# [TEXT]

Yes, your explanation wasn't sufficient.

I have a question about the drawing in Post #27. Where does the water go after it goes into the inlet? If the eventual destination is below the first tank, then a siphon is the answer, provided you get a good seal between the pipe and inlet of the destination.

It makes no difference where the inlet is. The only thing that matters is where the water eventually winds up.

A siphon is a lot more boring than the other solutions proposed, however.
 
  • #43
Averagesupernova and Bobg: No I can't use a syphon unfortunately.

Brewnog: Doing a better diagram is difficult because the forum only allows me to draw in a 400x400 canvas. The red arrows show the direction of the flow, the valves stop the water going back the other way- out of the system.
PVC pipe coming out of the water tank outlet would be fed into the inlet in my 'gizmo' via the bucket. This pipe would have a hole in the side so when the system is full, water will spew out the side which would then enter the bucket, weighing it down.
When the piston is pushed down by the bucket, water would be pushed through the lower of the two bottom horizontal pipes (I drew them above each other for diagram purposes but in reality they would both be on the ground) and up the vertical pipe that I have labelled outlet into the collecting inlet. (not in the gizmo diagram but in the original problem diagram).

Bobg: I'm not attempting to move 1000 kg of water. I'm trying to move as much water as possibly in 20-30 seconds. 10 mL would be enough! As long as I could move some! At the moment, I'm doubting whether I"m going to manage 1mL.

# [PROBLEMS]
a: Duplicate everything in the forum thread from "When the piston" down to "original problem diagram).".
b: Answer these from the forum thread:
(i) What canvas size does the forum allow for drawing?
(ii) What do the valves in the diagram do?
(iii) Within how many seconds does the poster want to move the water?

# [SUPPLIED RECORDS]
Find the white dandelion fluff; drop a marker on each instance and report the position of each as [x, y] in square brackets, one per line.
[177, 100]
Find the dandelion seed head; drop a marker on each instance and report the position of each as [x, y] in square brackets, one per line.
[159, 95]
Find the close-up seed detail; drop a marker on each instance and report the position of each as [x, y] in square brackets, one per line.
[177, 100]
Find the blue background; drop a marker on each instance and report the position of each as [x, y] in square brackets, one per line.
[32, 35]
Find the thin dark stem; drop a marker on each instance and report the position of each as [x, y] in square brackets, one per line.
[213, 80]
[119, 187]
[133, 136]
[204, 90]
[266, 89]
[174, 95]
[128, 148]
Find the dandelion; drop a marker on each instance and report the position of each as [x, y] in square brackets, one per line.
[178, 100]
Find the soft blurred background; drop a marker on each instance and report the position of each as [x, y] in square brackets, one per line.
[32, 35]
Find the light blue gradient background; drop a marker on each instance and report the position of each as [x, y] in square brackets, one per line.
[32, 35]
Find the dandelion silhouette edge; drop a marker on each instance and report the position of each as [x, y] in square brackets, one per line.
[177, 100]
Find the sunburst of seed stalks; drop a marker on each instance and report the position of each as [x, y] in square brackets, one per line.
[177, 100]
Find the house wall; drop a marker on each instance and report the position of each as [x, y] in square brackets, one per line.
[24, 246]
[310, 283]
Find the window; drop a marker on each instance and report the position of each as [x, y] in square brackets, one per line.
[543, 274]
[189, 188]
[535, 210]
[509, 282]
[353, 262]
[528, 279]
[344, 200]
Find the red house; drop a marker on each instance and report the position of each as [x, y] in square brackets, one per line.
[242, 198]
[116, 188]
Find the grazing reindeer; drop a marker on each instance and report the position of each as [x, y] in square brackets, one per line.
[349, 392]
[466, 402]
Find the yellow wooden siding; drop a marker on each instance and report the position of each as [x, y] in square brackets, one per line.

# [ANSWERS IN ORDER]
a:
When the piston is pushed down by the bucket, water would be pushed through the lower of the two bottom horizontal pipes (I drew them above each other for diagram purposes but in reality they would both be on the ground) and up the vertical pipe that I have labelled outlet into the collecting inlet. (not in the gizmo diagram but in the original problem diagram).

b:
(i) 400x400
(ii) They stop the water from going back the other way, out of the system.
(iii) 20-30 seconds